= Exercise instructions =
Output the line that contains "Would you mind pointing out the utility" and every line after it to the end of the entries, with nothing added or left out.

= Records to process =
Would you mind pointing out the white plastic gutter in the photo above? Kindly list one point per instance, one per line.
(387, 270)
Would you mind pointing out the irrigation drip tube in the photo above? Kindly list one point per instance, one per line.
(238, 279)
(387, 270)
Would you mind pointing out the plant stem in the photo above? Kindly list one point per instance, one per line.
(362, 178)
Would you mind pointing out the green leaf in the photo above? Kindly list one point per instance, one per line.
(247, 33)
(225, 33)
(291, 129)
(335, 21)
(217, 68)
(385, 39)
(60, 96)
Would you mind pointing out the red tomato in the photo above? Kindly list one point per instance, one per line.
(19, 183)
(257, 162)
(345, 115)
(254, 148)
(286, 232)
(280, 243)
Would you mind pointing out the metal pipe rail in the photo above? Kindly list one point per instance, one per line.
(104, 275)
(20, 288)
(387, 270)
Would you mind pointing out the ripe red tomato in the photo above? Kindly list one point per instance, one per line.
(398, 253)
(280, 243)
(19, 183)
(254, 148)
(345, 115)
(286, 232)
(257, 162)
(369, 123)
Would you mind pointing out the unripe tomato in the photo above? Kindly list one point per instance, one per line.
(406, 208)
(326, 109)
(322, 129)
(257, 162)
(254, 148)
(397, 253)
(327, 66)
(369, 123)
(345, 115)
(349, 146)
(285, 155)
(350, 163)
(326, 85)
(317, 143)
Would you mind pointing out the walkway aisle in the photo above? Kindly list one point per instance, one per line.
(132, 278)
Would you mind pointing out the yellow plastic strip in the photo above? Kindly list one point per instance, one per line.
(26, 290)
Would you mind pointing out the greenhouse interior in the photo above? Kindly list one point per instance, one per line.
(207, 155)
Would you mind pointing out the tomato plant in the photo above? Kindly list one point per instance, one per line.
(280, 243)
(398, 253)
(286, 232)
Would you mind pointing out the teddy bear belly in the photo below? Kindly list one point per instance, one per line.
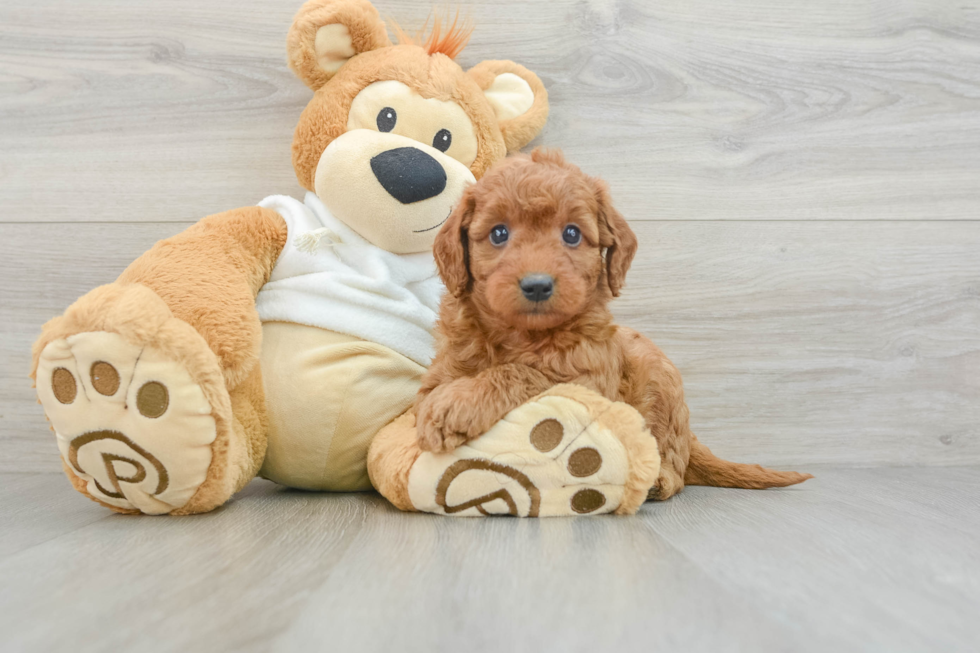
(328, 394)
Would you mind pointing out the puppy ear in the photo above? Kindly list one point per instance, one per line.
(617, 237)
(326, 33)
(517, 97)
(451, 249)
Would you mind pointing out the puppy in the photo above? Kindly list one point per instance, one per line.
(531, 257)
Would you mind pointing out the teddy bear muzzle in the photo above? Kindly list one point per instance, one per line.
(394, 191)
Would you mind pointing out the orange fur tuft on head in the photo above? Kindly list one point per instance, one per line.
(450, 43)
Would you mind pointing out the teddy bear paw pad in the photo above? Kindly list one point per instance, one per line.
(549, 457)
(129, 421)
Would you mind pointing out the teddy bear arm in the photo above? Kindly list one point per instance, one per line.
(209, 275)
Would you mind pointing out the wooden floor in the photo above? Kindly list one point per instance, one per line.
(881, 559)
(804, 179)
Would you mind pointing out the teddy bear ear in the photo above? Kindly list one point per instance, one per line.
(517, 97)
(326, 33)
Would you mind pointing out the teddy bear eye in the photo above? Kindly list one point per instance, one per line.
(499, 235)
(387, 119)
(572, 235)
(443, 140)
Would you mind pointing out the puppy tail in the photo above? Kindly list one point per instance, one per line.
(704, 468)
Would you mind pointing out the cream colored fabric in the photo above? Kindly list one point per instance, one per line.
(553, 456)
(135, 428)
(328, 395)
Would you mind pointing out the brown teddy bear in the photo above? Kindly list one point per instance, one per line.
(280, 339)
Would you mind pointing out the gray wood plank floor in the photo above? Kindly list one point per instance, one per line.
(883, 559)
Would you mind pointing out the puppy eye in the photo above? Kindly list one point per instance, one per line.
(572, 235)
(499, 235)
(443, 140)
(387, 119)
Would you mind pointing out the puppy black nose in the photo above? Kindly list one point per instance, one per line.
(409, 174)
(537, 287)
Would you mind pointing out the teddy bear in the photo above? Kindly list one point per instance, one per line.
(278, 340)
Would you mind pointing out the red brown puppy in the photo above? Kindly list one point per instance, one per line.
(531, 257)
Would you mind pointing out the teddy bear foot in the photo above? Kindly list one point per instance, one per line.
(136, 432)
(566, 452)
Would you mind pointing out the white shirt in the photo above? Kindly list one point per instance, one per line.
(338, 281)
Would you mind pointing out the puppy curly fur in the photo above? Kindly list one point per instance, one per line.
(498, 349)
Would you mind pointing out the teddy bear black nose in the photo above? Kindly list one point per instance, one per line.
(409, 174)
(537, 287)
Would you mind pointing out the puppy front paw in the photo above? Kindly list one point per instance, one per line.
(450, 416)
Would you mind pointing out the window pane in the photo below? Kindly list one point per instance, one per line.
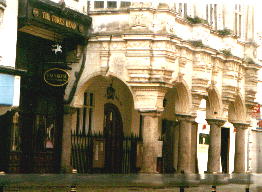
(125, 4)
(99, 4)
(111, 4)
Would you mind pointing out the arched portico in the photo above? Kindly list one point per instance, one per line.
(237, 116)
(178, 122)
(103, 104)
(213, 117)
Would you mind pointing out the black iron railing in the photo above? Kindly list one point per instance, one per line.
(83, 153)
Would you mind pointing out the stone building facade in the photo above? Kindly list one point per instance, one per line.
(177, 70)
(9, 75)
(180, 78)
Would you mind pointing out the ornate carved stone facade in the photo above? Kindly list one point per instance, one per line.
(154, 51)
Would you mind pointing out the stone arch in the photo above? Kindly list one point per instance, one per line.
(237, 110)
(214, 104)
(78, 97)
(107, 89)
(182, 97)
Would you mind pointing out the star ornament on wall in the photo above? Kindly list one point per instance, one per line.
(57, 48)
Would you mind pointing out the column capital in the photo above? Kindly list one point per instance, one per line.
(69, 109)
(218, 122)
(151, 113)
(185, 117)
(241, 125)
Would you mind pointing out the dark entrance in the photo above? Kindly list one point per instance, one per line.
(113, 130)
(225, 149)
(41, 106)
(168, 137)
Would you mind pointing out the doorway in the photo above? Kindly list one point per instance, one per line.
(225, 135)
(113, 131)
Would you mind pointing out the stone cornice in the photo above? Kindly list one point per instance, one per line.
(239, 125)
(218, 122)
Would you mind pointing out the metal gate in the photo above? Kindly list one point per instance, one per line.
(84, 153)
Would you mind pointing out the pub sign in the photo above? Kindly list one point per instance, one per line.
(56, 77)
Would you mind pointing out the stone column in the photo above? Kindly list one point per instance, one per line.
(239, 161)
(66, 140)
(184, 150)
(193, 163)
(151, 148)
(214, 149)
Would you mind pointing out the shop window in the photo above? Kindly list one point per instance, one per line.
(44, 133)
(182, 9)
(99, 4)
(111, 4)
(238, 20)
(125, 4)
(211, 15)
(85, 114)
(15, 133)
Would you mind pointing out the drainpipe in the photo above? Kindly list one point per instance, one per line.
(82, 67)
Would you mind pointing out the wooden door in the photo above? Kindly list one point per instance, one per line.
(113, 130)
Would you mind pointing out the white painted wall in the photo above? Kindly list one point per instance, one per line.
(8, 34)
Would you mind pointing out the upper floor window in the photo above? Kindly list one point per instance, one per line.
(211, 15)
(125, 4)
(238, 20)
(181, 9)
(111, 4)
(99, 4)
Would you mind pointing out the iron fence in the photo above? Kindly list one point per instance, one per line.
(83, 152)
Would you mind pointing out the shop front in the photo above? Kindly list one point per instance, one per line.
(47, 34)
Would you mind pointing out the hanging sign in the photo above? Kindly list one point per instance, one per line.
(56, 77)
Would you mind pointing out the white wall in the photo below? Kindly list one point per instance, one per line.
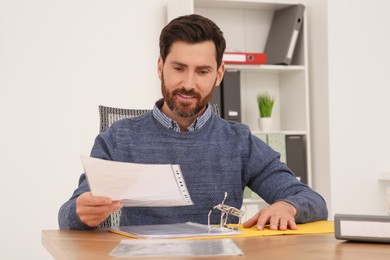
(351, 88)
(58, 61)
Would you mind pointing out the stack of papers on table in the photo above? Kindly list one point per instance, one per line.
(178, 230)
(170, 248)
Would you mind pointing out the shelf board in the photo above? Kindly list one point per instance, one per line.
(243, 4)
(266, 68)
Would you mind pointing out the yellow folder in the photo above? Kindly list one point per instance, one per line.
(318, 227)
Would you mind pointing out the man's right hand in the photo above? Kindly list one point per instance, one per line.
(93, 210)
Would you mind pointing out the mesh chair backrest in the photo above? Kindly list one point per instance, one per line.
(109, 115)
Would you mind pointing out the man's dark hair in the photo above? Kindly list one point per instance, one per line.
(192, 29)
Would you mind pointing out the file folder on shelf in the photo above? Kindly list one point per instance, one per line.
(244, 58)
(296, 156)
(283, 34)
(228, 96)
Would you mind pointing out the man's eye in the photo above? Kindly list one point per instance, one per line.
(203, 72)
(178, 68)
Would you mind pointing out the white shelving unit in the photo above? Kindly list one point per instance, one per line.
(246, 24)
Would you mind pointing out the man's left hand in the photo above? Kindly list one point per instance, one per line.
(279, 216)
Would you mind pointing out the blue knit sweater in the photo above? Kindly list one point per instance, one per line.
(221, 156)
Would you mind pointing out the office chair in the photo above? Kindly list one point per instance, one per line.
(108, 115)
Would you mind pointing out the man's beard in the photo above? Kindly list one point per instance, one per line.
(184, 109)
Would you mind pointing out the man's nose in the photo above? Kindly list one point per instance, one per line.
(189, 80)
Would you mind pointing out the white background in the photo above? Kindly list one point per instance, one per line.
(60, 59)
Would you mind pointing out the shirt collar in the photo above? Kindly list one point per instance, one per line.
(172, 124)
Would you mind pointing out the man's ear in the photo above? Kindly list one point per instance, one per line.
(160, 66)
(220, 73)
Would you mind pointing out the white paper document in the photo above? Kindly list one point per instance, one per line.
(137, 185)
(170, 248)
(176, 230)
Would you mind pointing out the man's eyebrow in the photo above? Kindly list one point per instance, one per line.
(208, 67)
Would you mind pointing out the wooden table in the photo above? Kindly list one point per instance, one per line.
(64, 244)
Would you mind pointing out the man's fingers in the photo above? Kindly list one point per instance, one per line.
(87, 199)
(251, 222)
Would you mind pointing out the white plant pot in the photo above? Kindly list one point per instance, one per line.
(265, 124)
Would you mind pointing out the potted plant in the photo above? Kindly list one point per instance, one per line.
(265, 103)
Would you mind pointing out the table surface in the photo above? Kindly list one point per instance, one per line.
(72, 244)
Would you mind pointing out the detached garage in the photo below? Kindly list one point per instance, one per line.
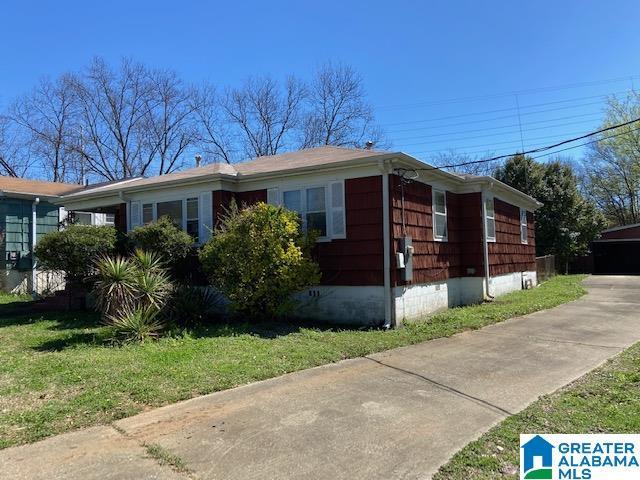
(617, 251)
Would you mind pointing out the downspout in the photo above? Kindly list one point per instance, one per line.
(389, 311)
(34, 223)
(485, 248)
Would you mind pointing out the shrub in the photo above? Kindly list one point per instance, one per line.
(164, 238)
(258, 257)
(75, 249)
(192, 305)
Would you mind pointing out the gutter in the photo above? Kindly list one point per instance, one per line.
(34, 223)
(485, 248)
(389, 311)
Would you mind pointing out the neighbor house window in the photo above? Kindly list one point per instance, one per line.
(490, 219)
(321, 208)
(82, 218)
(172, 209)
(192, 217)
(439, 215)
(523, 226)
(147, 213)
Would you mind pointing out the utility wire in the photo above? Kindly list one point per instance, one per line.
(535, 150)
(511, 93)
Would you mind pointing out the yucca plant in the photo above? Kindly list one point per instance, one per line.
(153, 288)
(116, 285)
(137, 324)
(192, 305)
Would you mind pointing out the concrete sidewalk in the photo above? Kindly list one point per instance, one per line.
(394, 415)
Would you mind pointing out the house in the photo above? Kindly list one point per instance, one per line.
(617, 251)
(399, 238)
(23, 204)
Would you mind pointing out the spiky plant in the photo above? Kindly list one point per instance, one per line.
(148, 261)
(153, 288)
(116, 285)
(136, 324)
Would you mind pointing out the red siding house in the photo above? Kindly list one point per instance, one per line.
(400, 239)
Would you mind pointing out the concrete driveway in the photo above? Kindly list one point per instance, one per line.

= Output for this task =
Would you mind pointing out the utility wire in the photo above? Kindly list one point per instance, one per line.
(535, 150)
(511, 93)
Would you mind pointing out the yucca plant in the photo above? Kindly list one point per instance, one per line.
(153, 288)
(116, 285)
(137, 324)
(192, 305)
Would you mind pointing out the concrete sidewalk in the photo above? Kindly list one point per instance, one per line.
(394, 415)
Would you mind pointing out the house in the photo above? Kindly list one point per instance, one per line.
(617, 251)
(399, 238)
(23, 204)
Would you mind pointing out the spiky plant in the photo above? Kindly list one point per instance, one per line.
(148, 261)
(153, 288)
(116, 285)
(136, 324)
Would you mind pointing out the red siding house in the photo above? Kindly list one point per instance, one per line.
(400, 239)
Would you mind pointing out the concrete driveway in the photo above? Kindly list one point per instance, one per line.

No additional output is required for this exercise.